● **PROBLEM TO WORK ON**:
Change "Screen reader helper" to "Accessibility assistant" wherever it appears in the records below and leave every other word as it is. Leave the pictures out of your answer.

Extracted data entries
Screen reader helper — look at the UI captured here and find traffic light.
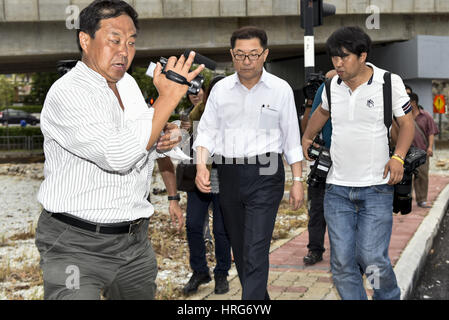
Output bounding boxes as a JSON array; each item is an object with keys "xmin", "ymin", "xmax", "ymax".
[{"xmin": 301, "ymin": 0, "xmax": 336, "ymax": 29}]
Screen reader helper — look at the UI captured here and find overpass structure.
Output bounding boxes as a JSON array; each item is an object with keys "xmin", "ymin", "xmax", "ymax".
[{"xmin": 0, "ymin": 0, "xmax": 449, "ymax": 73}]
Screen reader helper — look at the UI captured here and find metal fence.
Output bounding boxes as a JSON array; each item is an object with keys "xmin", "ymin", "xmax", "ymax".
[{"xmin": 0, "ymin": 136, "xmax": 44, "ymax": 151}]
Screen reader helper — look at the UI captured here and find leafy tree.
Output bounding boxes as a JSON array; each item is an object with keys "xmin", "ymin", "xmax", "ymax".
[
  {"xmin": 0, "ymin": 75, "xmax": 15, "ymax": 107},
  {"xmin": 27, "ymin": 72, "xmax": 59, "ymax": 105}
]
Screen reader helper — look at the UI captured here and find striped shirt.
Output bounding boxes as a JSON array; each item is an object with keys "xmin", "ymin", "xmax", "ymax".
[{"xmin": 38, "ymin": 61, "xmax": 157, "ymax": 223}]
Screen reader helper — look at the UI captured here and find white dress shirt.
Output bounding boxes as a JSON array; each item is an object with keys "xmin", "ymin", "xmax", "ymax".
[
  {"xmin": 193, "ymin": 69, "xmax": 303, "ymax": 164},
  {"xmin": 38, "ymin": 61, "xmax": 157, "ymax": 223},
  {"xmin": 321, "ymin": 63, "xmax": 411, "ymax": 187}
]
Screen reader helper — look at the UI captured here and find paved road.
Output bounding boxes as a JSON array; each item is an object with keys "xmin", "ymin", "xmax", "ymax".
[{"xmin": 410, "ymin": 205, "xmax": 449, "ymax": 300}]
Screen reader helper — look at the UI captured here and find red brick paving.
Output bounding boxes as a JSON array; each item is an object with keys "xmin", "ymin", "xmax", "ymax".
[{"xmin": 270, "ymin": 175, "xmax": 449, "ymax": 272}]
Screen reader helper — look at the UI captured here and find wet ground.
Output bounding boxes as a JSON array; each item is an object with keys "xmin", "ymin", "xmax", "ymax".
[{"xmin": 410, "ymin": 205, "xmax": 449, "ymax": 300}]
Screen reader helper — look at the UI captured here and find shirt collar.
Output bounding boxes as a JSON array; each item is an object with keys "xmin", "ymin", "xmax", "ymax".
[
  {"xmin": 337, "ymin": 62, "xmax": 384, "ymax": 85},
  {"xmin": 75, "ymin": 61, "xmax": 113, "ymax": 87},
  {"xmin": 230, "ymin": 68, "xmax": 273, "ymax": 89}
]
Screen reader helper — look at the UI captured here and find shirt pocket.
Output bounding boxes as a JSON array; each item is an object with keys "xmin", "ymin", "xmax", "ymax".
[{"xmin": 259, "ymin": 107, "xmax": 279, "ymax": 129}]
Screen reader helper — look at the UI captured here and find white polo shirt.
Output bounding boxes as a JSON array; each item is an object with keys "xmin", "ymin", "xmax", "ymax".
[
  {"xmin": 193, "ymin": 69, "xmax": 303, "ymax": 164},
  {"xmin": 321, "ymin": 63, "xmax": 411, "ymax": 187}
]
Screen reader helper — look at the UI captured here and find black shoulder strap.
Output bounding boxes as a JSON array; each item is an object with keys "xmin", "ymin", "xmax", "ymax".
[
  {"xmin": 383, "ymin": 72, "xmax": 393, "ymax": 151},
  {"xmin": 324, "ymin": 78, "xmax": 332, "ymax": 113}
]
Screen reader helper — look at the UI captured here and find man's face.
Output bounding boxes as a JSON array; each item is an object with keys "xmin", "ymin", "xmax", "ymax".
[
  {"xmin": 332, "ymin": 48, "xmax": 366, "ymax": 81},
  {"xmin": 80, "ymin": 15, "xmax": 137, "ymax": 83},
  {"xmin": 231, "ymin": 38, "xmax": 268, "ymax": 80}
]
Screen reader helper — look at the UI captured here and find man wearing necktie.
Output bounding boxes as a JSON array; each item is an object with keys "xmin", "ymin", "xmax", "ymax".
[{"xmin": 193, "ymin": 27, "xmax": 304, "ymax": 300}]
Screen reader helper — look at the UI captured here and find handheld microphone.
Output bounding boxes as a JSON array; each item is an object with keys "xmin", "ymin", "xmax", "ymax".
[{"xmin": 184, "ymin": 49, "xmax": 217, "ymax": 70}]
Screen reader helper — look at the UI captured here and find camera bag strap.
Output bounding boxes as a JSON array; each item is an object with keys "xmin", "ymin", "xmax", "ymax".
[
  {"xmin": 383, "ymin": 72, "xmax": 393, "ymax": 150},
  {"xmin": 324, "ymin": 78, "xmax": 332, "ymax": 116}
]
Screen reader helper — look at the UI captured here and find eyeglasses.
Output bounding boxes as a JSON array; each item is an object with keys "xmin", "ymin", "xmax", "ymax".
[{"xmin": 232, "ymin": 49, "xmax": 266, "ymax": 61}]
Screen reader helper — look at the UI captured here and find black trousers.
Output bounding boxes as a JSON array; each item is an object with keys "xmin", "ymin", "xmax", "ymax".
[
  {"xmin": 218, "ymin": 154, "xmax": 285, "ymax": 300},
  {"xmin": 307, "ymin": 183, "xmax": 326, "ymax": 252}
]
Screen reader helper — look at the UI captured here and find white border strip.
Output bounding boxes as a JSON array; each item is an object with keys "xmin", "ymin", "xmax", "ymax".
[{"xmin": 394, "ymin": 185, "xmax": 449, "ymax": 300}]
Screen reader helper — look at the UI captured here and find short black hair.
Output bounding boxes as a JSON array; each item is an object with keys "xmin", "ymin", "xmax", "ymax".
[
  {"xmin": 326, "ymin": 26, "xmax": 371, "ymax": 57},
  {"xmin": 76, "ymin": 0, "xmax": 139, "ymax": 52},
  {"xmin": 231, "ymin": 26, "xmax": 268, "ymax": 49},
  {"xmin": 408, "ymin": 92, "xmax": 419, "ymax": 104}
]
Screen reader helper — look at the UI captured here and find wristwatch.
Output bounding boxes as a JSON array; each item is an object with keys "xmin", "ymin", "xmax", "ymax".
[{"xmin": 168, "ymin": 193, "xmax": 181, "ymax": 201}]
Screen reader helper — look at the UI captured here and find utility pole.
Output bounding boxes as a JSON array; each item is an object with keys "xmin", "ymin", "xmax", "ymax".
[{"xmin": 301, "ymin": 0, "xmax": 336, "ymax": 83}]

● **WORKED ANSWER**:
Accessibility assistant — look at the UI captured here and find traffic light.
Output bounding boxes as a JSON array; each item is an object with keys "xmin", "ymin", "xmax", "ymax".
[{"xmin": 301, "ymin": 0, "xmax": 336, "ymax": 29}]
Accessibility assistant — look at the UI captured here and find overpass structure.
Output bounding boxes as a JSON array; each item is an object with keys "xmin", "ymin", "xmax", "ymax".
[{"xmin": 0, "ymin": 0, "xmax": 449, "ymax": 73}]
Accessibility assistant — look at the UI captured here and find metal fence.
Output bounding boxes as a JSON array; each item is an object with keys "xmin", "ymin", "xmax", "ymax".
[{"xmin": 0, "ymin": 136, "xmax": 44, "ymax": 151}]
Accessibility assistant — look at the UI captured here and find leafy tree.
Output bounding boxes as a JSON array; each item is an object with keys "xmin", "ymin", "xmax", "ymax".
[
  {"xmin": 0, "ymin": 75, "xmax": 15, "ymax": 107},
  {"xmin": 27, "ymin": 72, "xmax": 59, "ymax": 105}
]
Accessibility assistant — look at the UI captured here and find striped shirt.
Output bounding boxes as a JSON array; each item is an object with keys "xmin", "ymin", "xmax", "ymax".
[{"xmin": 38, "ymin": 61, "xmax": 157, "ymax": 223}]
Accessibility assistant — look at the UI captured here and find white dress shirt.
Output bounding boxes as a JSON array; each item is an object with keys "xmin", "ymin", "xmax", "ymax".
[
  {"xmin": 193, "ymin": 69, "xmax": 303, "ymax": 164},
  {"xmin": 38, "ymin": 61, "xmax": 157, "ymax": 223},
  {"xmin": 321, "ymin": 63, "xmax": 411, "ymax": 187}
]
Accessibility assistant — look at the UI captured here and find paved road.
Output bounding boxes as a JSON array; each item is an object with keys "xmin", "ymin", "xmax", "ymax".
[{"xmin": 410, "ymin": 205, "xmax": 449, "ymax": 300}]
Accessibility assistant — look at the UI captured here and find red brick paving.
Output bounding boxes as a JSON array; each item is an object with keys "xmin", "ymin", "xmax", "ymax".
[{"xmin": 270, "ymin": 175, "xmax": 449, "ymax": 272}]
Accessibility assistant — look at the UI captured here and find wet ground.
Output bounding boxes as a JSON array; each item is an object with keys "xmin", "ymin", "xmax", "ymax".
[{"xmin": 410, "ymin": 205, "xmax": 449, "ymax": 300}]
Accessibility assistant — look at the UI captured here and find shirt collar.
Output bounding boxes as a JSON array; each item is an object with keys "xmin", "ymin", "xmax", "ymax".
[
  {"xmin": 337, "ymin": 62, "xmax": 384, "ymax": 85},
  {"xmin": 75, "ymin": 61, "xmax": 113, "ymax": 87},
  {"xmin": 230, "ymin": 68, "xmax": 273, "ymax": 89}
]
Accessibility assistant — look at the UI captured here and find shirt pocket.
Output bounding boxes as a JSON array; each item is an object with keys "xmin", "ymin", "xmax", "ymax".
[{"xmin": 259, "ymin": 107, "xmax": 279, "ymax": 129}]
Accessibility assistant — look at the UI captured here and find white polo shirt.
Output bounding boxes as a JSON array; each item is an object with keys "xmin", "ymin", "xmax", "ymax".
[
  {"xmin": 193, "ymin": 69, "xmax": 303, "ymax": 164},
  {"xmin": 321, "ymin": 63, "xmax": 411, "ymax": 187}
]
Accessibility assistant — look at the UI captured here and find black shoulder strap.
Output bounding boxes as a JSON array; each item is an object with keys "xmin", "ymin", "xmax", "ymax".
[
  {"xmin": 383, "ymin": 72, "xmax": 393, "ymax": 151},
  {"xmin": 324, "ymin": 78, "xmax": 332, "ymax": 113}
]
Accessibility assistant — look at the UI captured here and find man's face.
Output bounding boxes as a JSON array; each item is an object with keys "xmin", "ymin", "xmax", "ymax".
[
  {"xmin": 332, "ymin": 48, "xmax": 366, "ymax": 81},
  {"xmin": 80, "ymin": 15, "xmax": 137, "ymax": 83},
  {"xmin": 231, "ymin": 38, "xmax": 268, "ymax": 80}
]
Accessibility assistant — look at the UI captured here and find man wearing necktie.
Output bounding boxes as a JSON array; each item is an object with keys "xmin", "ymin", "xmax", "ymax".
[{"xmin": 193, "ymin": 27, "xmax": 304, "ymax": 300}]
Accessibility assistant — look at the UI captured here and find handheld microphone.
Output bounding boxes as a JSON array; each item is an object with keys "xmin", "ymin", "xmax", "ymax".
[{"xmin": 184, "ymin": 49, "xmax": 217, "ymax": 70}]
Accessibility assistant — look at the UI captured here and find camera bag strap.
Output bounding boxes as a JSON array; each item is an object with keys "xmin", "ymin", "xmax", "ymax".
[
  {"xmin": 383, "ymin": 72, "xmax": 393, "ymax": 150},
  {"xmin": 324, "ymin": 78, "xmax": 332, "ymax": 116}
]
Accessibility assistant — look at the UI captured here and find eyeglasses.
Output bounding boxes as a JSON array; each item is an object with keys "xmin", "ymin", "xmax", "ymax".
[{"xmin": 232, "ymin": 49, "xmax": 266, "ymax": 61}]
Accessibility assistant — look at the UI captured here and find black trousers.
Output bounding boxes as a JSON array; each item is an object with keys "xmin", "ymin", "xmax", "ymax".
[
  {"xmin": 218, "ymin": 154, "xmax": 285, "ymax": 300},
  {"xmin": 307, "ymin": 183, "xmax": 326, "ymax": 252}
]
Accessibility assistant — look at the UI captured here and find white border strip.
Output bounding boxes as a JSON array; each item is an object with keys "xmin", "ymin", "xmax", "ymax".
[{"xmin": 394, "ymin": 185, "xmax": 449, "ymax": 300}]
Accessibility assistant — look at the UI captured here and find short black hair.
Output bounding boxes as a JSON array; each item is an object with keys "xmin", "ymin", "xmax", "ymax".
[
  {"xmin": 326, "ymin": 26, "xmax": 371, "ymax": 57},
  {"xmin": 76, "ymin": 0, "xmax": 139, "ymax": 52},
  {"xmin": 231, "ymin": 26, "xmax": 268, "ymax": 49},
  {"xmin": 408, "ymin": 92, "xmax": 419, "ymax": 104}
]
Accessibility assistant — look at the UI captured here and find wristwatch.
Output bounding boxes as a JSON array; each item is an object with keys "xmin", "ymin", "xmax", "ymax".
[{"xmin": 168, "ymin": 193, "xmax": 181, "ymax": 201}]
Accessibility assistant — look at the UI captured here and find utility pole.
Output bounding boxes as a JSON array; each item is an object with keys "xmin", "ymin", "xmax", "ymax".
[{"xmin": 301, "ymin": 0, "xmax": 336, "ymax": 83}]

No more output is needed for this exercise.